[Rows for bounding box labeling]
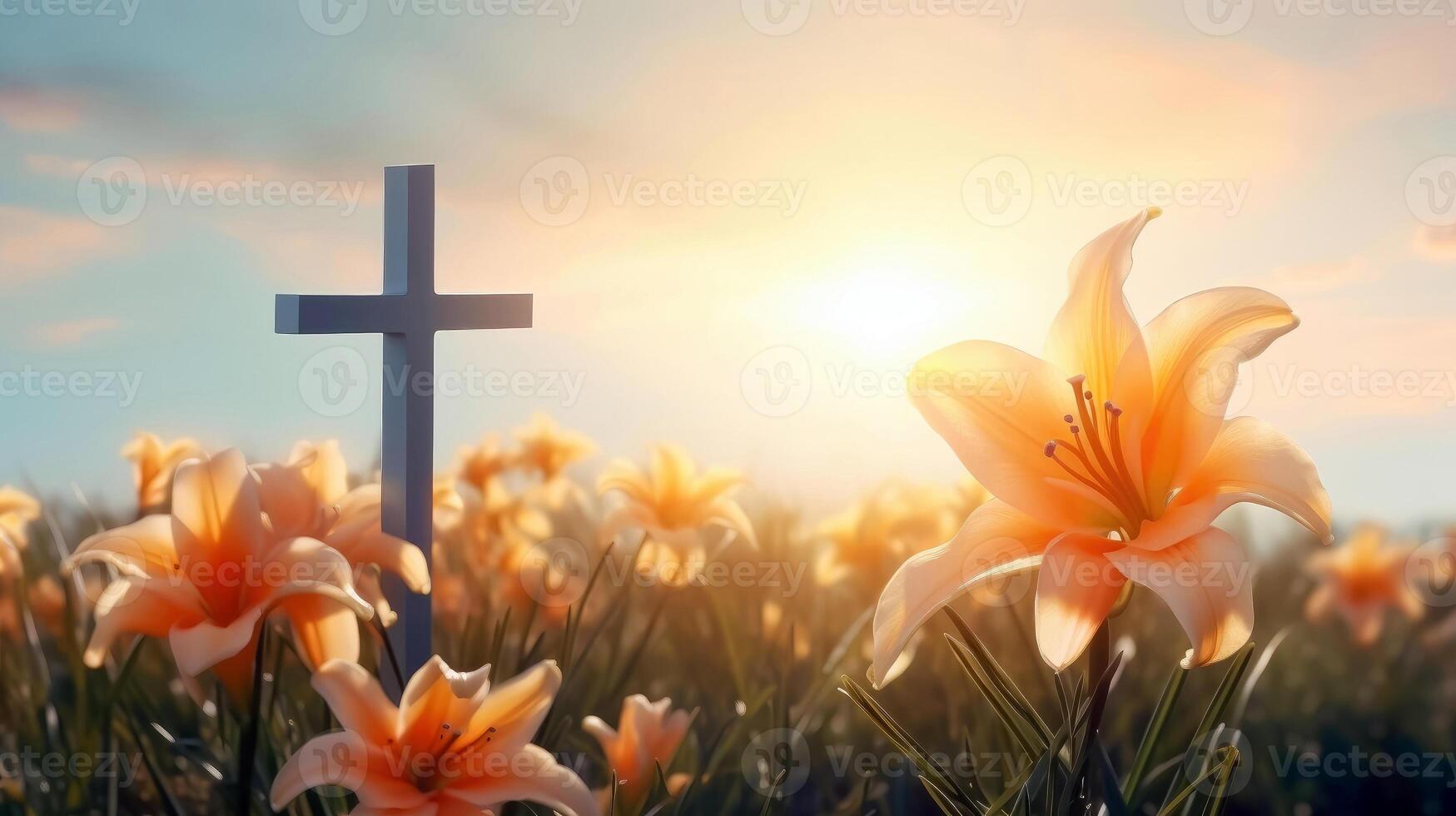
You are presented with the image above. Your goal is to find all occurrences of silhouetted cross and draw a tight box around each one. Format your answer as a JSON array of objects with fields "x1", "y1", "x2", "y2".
[{"x1": 274, "y1": 165, "x2": 531, "y2": 680}]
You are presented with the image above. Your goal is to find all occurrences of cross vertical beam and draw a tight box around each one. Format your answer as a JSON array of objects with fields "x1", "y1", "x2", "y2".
[
  {"x1": 274, "y1": 165, "x2": 533, "y2": 684},
  {"x1": 380, "y1": 165, "x2": 435, "y2": 676}
]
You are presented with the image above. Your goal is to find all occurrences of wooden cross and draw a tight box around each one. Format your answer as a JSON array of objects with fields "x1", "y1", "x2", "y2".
[{"x1": 274, "y1": 165, "x2": 531, "y2": 680}]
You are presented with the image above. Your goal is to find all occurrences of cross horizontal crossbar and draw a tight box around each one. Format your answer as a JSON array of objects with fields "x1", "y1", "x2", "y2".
[{"x1": 274, "y1": 293, "x2": 531, "y2": 334}]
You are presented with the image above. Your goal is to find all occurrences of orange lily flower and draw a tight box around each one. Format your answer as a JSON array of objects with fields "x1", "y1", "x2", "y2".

:: JOB ::
Please rewrite every one of these rows with "tight box" changed to "close-fitting box" and nothing else altered, leaving the pictures out of your answer.

:: WORKED ANSWER ::
You are presented with the image above. Your goal is to find all occurrences of silhouetted cross and draw a close-fitting box around each one. Format your answer as a JSON array of objects with fields "x1", "y1", "x2", "y2".
[{"x1": 274, "y1": 165, "x2": 531, "y2": 680}]
You are presented with the image above. Your goal is to find all occurrences of cross vertical beam and draw a close-fitting box around each one. Format your answer as a JSON array of objects with fields "x1", "y1", "x2", "y2".
[
  {"x1": 274, "y1": 165, "x2": 533, "y2": 684},
  {"x1": 380, "y1": 165, "x2": 435, "y2": 676}
]
You are presented with the image above. Your goal is to find all occurrences of wooden cross and draw a close-fitting box around each one. Format your answer as a JSON array of objects with fields "x1", "y1", "x2", "y2".
[{"x1": 274, "y1": 165, "x2": 531, "y2": 680}]
You are presented with the image above. Your goal is to find all occurrences of cross horizontal crossbar and draw a close-fitting box around each one. Format your answer as a JSON array of objects with fields "x1", "y1", "x2", "y2".
[{"x1": 274, "y1": 293, "x2": 531, "y2": 334}]
You are presented with the image above. Your goal is to find all occurrences of orange lily flower and draw a close-fitting box around each one. Format your answer as a JSON array of objects with fields "x1", "y1", "x2", "y2".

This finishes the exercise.